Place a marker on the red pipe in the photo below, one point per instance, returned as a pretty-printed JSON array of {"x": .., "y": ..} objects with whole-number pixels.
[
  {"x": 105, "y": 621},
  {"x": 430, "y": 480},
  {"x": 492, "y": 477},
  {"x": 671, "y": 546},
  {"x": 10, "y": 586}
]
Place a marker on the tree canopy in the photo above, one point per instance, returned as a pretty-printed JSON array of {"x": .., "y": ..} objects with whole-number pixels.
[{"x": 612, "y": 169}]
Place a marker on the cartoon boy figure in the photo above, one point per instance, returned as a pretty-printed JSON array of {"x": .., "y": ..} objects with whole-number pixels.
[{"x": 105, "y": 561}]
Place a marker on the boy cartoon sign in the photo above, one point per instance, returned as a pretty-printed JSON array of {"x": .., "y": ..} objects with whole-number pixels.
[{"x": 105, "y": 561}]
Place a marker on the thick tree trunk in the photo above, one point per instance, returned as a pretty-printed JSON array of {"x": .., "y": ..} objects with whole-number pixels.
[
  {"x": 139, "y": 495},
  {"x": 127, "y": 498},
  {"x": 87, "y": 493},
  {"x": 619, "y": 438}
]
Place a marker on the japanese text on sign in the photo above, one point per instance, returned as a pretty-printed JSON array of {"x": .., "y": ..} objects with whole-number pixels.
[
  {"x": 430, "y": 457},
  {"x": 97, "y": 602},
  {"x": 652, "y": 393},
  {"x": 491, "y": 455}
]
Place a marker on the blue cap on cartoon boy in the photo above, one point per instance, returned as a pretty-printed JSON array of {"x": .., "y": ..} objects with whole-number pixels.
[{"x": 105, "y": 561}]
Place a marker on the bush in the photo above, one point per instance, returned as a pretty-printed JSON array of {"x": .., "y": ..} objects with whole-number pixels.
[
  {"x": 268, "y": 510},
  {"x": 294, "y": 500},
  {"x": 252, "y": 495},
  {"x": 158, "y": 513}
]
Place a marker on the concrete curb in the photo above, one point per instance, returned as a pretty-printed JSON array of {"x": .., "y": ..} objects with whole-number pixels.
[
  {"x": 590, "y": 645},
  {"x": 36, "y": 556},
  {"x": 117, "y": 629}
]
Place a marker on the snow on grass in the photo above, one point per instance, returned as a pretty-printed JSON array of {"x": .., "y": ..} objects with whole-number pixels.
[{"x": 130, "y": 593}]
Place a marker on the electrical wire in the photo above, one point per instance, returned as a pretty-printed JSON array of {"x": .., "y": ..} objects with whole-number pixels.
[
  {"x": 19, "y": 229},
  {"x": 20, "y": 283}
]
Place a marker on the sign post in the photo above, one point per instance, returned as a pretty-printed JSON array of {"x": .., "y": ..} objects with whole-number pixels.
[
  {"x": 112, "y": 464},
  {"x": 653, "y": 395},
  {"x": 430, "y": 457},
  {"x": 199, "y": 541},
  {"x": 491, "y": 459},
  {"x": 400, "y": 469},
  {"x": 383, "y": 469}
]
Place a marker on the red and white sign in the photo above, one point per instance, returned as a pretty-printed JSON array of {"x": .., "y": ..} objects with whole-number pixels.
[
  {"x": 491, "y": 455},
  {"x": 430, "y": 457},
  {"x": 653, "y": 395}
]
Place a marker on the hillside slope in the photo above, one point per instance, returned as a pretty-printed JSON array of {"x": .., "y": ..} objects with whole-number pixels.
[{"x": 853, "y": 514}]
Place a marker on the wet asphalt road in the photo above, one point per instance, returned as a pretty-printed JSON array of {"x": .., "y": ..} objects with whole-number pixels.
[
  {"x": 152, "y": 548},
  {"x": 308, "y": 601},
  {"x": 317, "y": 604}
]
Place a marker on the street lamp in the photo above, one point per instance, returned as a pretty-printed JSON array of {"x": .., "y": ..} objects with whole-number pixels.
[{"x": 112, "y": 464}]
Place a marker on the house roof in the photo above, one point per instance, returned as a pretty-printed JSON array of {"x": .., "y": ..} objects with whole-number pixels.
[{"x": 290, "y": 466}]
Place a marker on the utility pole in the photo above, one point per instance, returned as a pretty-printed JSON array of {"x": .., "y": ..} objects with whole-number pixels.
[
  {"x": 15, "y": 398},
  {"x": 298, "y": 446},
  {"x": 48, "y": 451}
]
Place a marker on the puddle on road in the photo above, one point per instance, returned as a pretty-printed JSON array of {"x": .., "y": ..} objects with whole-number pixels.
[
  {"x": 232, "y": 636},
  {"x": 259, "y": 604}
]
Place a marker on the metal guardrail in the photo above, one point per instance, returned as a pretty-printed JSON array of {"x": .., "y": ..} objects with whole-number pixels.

▶ _Work request_:
Print every entry exactly as written.

▶ _Answer for the task_:
Place a marker on the red pipe in the photo below, one point per instance, returned as a pretty-printed JSON array of {"x": .., "y": ..} objects with whole-number pixels.
[
  {"x": 105, "y": 621},
  {"x": 430, "y": 480},
  {"x": 492, "y": 477},
  {"x": 671, "y": 546},
  {"x": 10, "y": 586}
]
Place a marker on the tree canopy in the photo above, one point per instance, returned as a pretty-printed JSON array of {"x": .., "y": ..} objects with whole-number pixels.
[{"x": 612, "y": 169}]
Place a marker on the cartoon boy figure in the photo above, one point per instance, returned as a pretty-printed JSON array of {"x": .., "y": ..} objects with whole-number pixels.
[{"x": 105, "y": 561}]
Place a marker on the boy cartoon sign in the photo above, one point per instance, returned as a pretty-printed JSON array of {"x": .., "y": ..} objects with whole-number pixels.
[{"x": 105, "y": 561}]
Place a marker on the thick tree trunk in the photo above, one point per instance, returned as a pretty-printed JSON array of {"x": .., "y": ..} objects with whole-number pixels.
[
  {"x": 139, "y": 495},
  {"x": 127, "y": 498},
  {"x": 87, "y": 493},
  {"x": 619, "y": 438}
]
Place a marker on the japanese text on sign in the photo above, one point per instance, returned as a pretty-printed JSON array of {"x": .., "y": ..} objects with whole-number pixels.
[
  {"x": 430, "y": 457},
  {"x": 97, "y": 602},
  {"x": 652, "y": 393},
  {"x": 491, "y": 455}
]
Place a marker on the blue cap on cartoon boy in the photo above, one point per instance, returned as a pretty-printed JSON array of {"x": .., "y": ..} objects with whole-number pixels.
[{"x": 105, "y": 561}]
Place a marker on the bush in the photo above, one point per instance, returned as a pretty-printed JSON array of {"x": .., "y": ..} objects with whole-number pixels.
[
  {"x": 268, "y": 510},
  {"x": 294, "y": 500},
  {"x": 252, "y": 495},
  {"x": 158, "y": 513}
]
Place a marker on the concrete curb in the photo above, one point per instance, returned as a pretty-printed JSON array of {"x": .., "y": ..} objects with whole-number pixels.
[
  {"x": 590, "y": 645},
  {"x": 36, "y": 556},
  {"x": 117, "y": 629}
]
Place a marker on the snow on grass in the photo above, one point per instance, returned as a pretty-printed JSON array of {"x": .., "y": ..} objects with whole-number pixels.
[{"x": 130, "y": 593}]
Place a marker on the electrical wire in the photo above, one point per instance, returned as a pretty-printed JSON array of {"x": .., "y": ..} objects with whole-number pixels.
[
  {"x": 19, "y": 229},
  {"x": 20, "y": 283}
]
Place a marker on the sign post in the photo above, one point per instance, returned as a pretty-printed JSON array of {"x": .., "y": ..} objects with whole-number pixels.
[
  {"x": 112, "y": 464},
  {"x": 653, "y": 395},
  {"x": 430, "y": 457},
  {"x": 199, "y": 541},
  {"x": 491, "y": 459},
  {"x": 400, "y": 469},
  {"x": 383, "y": 469}
]
Place a marker on the red and white sign in the photo above, one point per instance, returned as a pretty-printed JSON array of {"x": .., "y": ..} objects with whole-number pixels.
[
  {"x": 491, "y": 455},
  {"x": 430, "y": 457},
  {"x": 653, "y": 395}
]
Place a marker on the hillside slope in the photo above, one point per instance, returned as a pretty-printed JSON array of {"x": .., "y": ..} objects with whole-number pixels.
[{"x": 853, "y": 514}]
Place a marker on the wet asphalt road in the photo above, one point per instance, returned as a pretty-printed JSON array of {"x": .., "y": ..} objects with whole-number pixels.
[
  {"x": 152, "y": 548},
  {"x": 308, "y": 601},
  {"x": 317, "y": 604}
]
Place a marker on the street lamp in the photo above, one point per instance, returned as a pretty-printed JSON array of {"x": .., "y": ..} objects with whole-number pixels.
[{"x": 112, "y": 464}]
Place a marker on the house roof in the photo above, one point per instance, returned as a pretty-printed JSON array of {"x": .., "y": ..} objects with whole-number pixels.
[{"x": 290, "y": 466}]
Place a marker on the utility pole in the photo above, one point per instance, returned as a pretty-printed JSON array of {"x": .., "y": ..} objects with whole-number pixels.
[
  {"x": 15, "y": 398},
  {"x": 298, "y": 446},
  {"x": 48, "y": 451}
]
Place a marker on the puddle on road in the photo above, one point per instance, returned as a pretty-printed JSON array of {"x": .., "y": ..} objects with whole-number pixels.
[
  {"x": 232, "y": 636},
  {"x": 259, "y": 604}
]
Place a marker on the metal guardrail in the photo above, one point per instance, returned as a pretty-printed JSON array of {"x": .., "y": ..} objects with whole-number pixels.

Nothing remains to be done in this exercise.